Отрывок
☆ ☆ ☆

Китайские мемуары. 1921—1927 - [51]

Шрифт
Интервал

У Пэйфу опубликовал декларацию о том, что хочет мира, конституции и порядка в стране, а на самом деле связался с Чэнь Цзюнмином, чтобы нанести удар Сунь Ятсену. Агенты У Пэйфу вели агитацию на юге и уговаривали членов парламента, находившихся в Кантоне, возвратиться в Пекин.

В этой обстановке вспыхнула забастовка рабочих на соляных запрудах и скотобойнях Юга. Рабочие требовали повышения заработной платы. Соль — государственная монополия — один из источников доходов правительства, бойни снабжали город мясом. Сообщали, что хозяева пожертвовали крупные суммы «для нужд северной экспедиции», с тем чтобы полиция стала на их сторону и подавила забастовку. Гай Попин, начальник кантонской полиции, реакционер, взяточник, отвратительная личность, человек, который после переворота первым изменил Сунь Ятсену, начал расправу с рабочими. Руководителей забастовки арестовывали, избивали в полиции, рабочие союзы закрывались.

Результатом расправы явилась солидарность всех рабочих союзов с забастовщиками. Кантон находился под угрозой всеобщей забастовки. Стачечное движение потеряло чисто экономический характер и вылилось в политическую борьбу: рабочие требовали убрать Гай Попина.

Я говорил по этому поводу с Сунь Ятсеном, обращал его внимание на опасность борьбы правительства против рабочих, доказывал необходимость союза гоминьдана с рабочими массами. Сунь Ятсен молчал, а затем ответил мне, что ему ничего не известно об избиениях рабочих, что он выяснит это. Гай Попин не был смещен. Все это вновь ослабило поддержку народных масс правительства Сунь Ятсена, усилившуюся в связи с событиями в Макао. Действия Гай Попина были выгодны Чэнь Цзюнмину и У Пэйфу.

☆ ☆ ☆

(Элементы, входящие в набор данных)
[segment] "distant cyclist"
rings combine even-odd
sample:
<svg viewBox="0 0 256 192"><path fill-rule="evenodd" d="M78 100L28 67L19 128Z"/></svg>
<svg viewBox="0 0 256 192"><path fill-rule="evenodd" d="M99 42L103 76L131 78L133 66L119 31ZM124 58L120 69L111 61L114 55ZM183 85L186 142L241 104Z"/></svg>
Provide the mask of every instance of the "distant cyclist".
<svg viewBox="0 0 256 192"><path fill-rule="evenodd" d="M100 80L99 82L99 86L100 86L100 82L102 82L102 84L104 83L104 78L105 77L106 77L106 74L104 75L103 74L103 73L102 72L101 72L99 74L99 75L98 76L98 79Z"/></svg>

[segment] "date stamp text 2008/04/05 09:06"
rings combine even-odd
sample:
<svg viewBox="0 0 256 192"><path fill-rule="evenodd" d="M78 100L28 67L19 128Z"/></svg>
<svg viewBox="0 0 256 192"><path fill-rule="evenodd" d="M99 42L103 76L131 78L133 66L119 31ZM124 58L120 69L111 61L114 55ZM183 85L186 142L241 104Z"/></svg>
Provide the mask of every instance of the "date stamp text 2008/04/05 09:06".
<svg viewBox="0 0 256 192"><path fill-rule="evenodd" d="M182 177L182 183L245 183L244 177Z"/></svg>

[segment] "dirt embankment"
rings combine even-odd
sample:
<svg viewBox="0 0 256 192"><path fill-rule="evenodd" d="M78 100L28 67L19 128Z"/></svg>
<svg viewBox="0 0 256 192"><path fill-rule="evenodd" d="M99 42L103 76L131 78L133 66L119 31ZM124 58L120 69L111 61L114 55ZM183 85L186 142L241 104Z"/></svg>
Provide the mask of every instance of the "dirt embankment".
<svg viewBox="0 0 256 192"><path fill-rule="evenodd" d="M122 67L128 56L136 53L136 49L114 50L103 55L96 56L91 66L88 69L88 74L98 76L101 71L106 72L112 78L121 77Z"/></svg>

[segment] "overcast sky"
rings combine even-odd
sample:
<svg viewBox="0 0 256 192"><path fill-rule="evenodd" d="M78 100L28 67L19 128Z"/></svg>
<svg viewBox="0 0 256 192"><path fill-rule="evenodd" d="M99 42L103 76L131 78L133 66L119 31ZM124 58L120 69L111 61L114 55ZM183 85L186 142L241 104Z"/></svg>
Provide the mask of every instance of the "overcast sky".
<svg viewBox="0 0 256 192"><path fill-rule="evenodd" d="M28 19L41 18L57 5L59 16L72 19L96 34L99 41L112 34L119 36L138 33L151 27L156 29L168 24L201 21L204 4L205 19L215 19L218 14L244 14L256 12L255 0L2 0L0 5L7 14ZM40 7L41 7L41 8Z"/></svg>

☆ ☆ ☆

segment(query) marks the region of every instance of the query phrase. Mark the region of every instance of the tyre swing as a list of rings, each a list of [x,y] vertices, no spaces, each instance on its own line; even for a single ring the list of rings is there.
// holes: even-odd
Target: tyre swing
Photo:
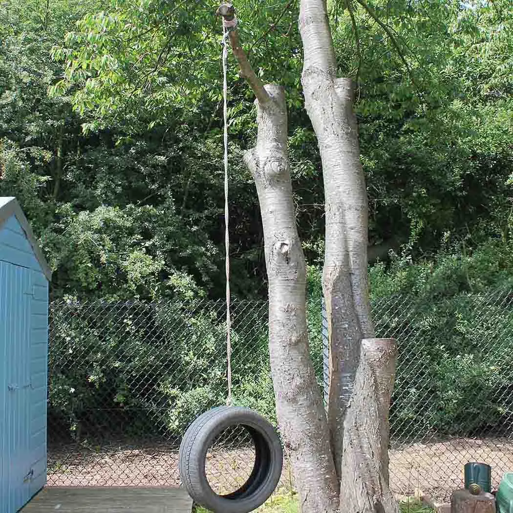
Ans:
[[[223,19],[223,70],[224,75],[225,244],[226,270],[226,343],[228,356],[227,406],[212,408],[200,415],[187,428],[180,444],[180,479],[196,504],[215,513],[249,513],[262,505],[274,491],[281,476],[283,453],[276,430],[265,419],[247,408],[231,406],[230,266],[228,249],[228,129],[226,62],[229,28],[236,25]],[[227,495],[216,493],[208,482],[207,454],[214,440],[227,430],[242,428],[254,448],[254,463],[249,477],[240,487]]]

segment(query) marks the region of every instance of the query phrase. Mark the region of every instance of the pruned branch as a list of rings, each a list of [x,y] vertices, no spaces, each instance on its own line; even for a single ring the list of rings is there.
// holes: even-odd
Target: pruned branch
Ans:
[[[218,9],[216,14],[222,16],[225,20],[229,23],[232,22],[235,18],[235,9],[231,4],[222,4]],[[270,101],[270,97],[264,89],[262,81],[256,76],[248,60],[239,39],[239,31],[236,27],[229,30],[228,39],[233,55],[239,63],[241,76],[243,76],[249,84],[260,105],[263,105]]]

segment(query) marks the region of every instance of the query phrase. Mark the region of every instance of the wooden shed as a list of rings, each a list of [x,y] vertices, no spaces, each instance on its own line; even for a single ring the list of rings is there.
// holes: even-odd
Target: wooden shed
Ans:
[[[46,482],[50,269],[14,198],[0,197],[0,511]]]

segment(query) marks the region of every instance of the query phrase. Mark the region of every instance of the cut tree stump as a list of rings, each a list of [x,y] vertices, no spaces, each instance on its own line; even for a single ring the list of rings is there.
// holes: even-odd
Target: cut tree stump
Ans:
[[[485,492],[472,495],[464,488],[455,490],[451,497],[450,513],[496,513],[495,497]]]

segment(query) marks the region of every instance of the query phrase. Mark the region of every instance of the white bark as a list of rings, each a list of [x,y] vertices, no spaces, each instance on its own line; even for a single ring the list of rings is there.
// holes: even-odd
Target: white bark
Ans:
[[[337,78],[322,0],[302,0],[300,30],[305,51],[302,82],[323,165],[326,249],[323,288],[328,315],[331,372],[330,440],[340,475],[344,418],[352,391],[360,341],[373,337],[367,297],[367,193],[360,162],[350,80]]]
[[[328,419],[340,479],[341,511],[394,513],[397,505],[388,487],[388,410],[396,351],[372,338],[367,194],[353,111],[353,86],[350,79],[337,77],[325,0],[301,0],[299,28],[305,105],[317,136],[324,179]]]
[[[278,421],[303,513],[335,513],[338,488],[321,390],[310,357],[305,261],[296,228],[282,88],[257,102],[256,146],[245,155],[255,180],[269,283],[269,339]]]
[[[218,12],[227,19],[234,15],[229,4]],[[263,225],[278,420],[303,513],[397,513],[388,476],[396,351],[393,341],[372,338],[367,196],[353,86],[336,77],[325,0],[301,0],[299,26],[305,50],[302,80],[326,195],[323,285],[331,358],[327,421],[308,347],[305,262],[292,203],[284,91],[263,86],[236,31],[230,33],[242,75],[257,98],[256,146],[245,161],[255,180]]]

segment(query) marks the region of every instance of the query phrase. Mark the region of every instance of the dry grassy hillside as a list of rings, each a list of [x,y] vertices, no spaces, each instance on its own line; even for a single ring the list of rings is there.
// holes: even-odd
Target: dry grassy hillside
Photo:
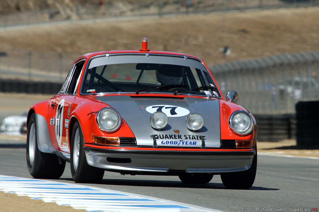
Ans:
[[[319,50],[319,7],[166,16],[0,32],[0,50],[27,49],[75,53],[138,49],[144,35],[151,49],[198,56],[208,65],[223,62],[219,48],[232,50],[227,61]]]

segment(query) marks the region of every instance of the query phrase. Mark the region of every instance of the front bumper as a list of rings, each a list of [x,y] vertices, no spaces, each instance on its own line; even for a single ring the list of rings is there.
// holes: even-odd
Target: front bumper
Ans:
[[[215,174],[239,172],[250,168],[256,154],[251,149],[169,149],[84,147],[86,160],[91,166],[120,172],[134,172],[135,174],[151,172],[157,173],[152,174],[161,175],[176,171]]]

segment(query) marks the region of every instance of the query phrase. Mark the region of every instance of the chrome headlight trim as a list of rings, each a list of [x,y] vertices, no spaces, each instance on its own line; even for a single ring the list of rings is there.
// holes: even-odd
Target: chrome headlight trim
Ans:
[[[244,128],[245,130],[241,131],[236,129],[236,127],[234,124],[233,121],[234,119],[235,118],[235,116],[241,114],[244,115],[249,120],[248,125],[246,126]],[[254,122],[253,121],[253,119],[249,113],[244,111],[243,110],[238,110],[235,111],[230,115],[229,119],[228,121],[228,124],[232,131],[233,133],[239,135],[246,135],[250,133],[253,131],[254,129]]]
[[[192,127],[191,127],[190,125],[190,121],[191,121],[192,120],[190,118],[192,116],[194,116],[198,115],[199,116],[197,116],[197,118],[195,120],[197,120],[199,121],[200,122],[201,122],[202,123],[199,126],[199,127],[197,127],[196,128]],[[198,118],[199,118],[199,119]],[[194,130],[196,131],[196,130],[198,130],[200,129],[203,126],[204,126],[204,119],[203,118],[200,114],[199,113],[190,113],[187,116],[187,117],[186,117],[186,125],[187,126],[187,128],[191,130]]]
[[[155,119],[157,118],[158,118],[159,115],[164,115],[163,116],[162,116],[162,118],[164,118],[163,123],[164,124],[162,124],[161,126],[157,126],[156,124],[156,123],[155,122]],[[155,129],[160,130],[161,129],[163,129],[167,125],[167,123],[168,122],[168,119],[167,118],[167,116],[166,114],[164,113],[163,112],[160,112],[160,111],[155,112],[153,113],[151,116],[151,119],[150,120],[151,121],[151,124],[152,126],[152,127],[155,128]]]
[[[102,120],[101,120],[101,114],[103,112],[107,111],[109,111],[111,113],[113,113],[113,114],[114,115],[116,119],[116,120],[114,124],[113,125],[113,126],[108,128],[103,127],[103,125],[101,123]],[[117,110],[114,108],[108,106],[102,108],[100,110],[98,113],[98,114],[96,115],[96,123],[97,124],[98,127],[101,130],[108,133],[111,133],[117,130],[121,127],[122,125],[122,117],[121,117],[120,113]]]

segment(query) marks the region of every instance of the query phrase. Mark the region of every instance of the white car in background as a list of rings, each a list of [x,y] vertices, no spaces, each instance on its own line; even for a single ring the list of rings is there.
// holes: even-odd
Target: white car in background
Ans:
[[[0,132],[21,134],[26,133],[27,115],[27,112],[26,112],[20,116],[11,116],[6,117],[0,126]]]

☆ ☆ ☆

Вопросы и задания
[1] Процитируйте отрывок из мемуаров, начиная со слов «Китайские мемуары. 1921—1927» и заканчивая словами «возвратиться в Пекин.».
[2] Согласно отрывку из мемуаров, чего требовали рабочие, когда стачечное движение вылилось в политическую борьбу?
Для выполнения заданий пользуйтесь только отрывком из мемуаров.

Ответы к заданиям
[1]
Китайские мемуары. 1921—1927 - [51]

Шрифт
Интервал

У Пэйфу опубликовал декларацию о том, что хочет мира, конституции и порядка в стране, а на самом деле связался с Чэнь Цзюнмином, чтобы нанести удар Сунь Ятсену. Агенты У Пэйфу вели агитацию на юге и уговаривали членов парламента, находившихся в Кантоне, возвратиться в Пекин.

[2] Рабочие требовали убрать Гай Попина.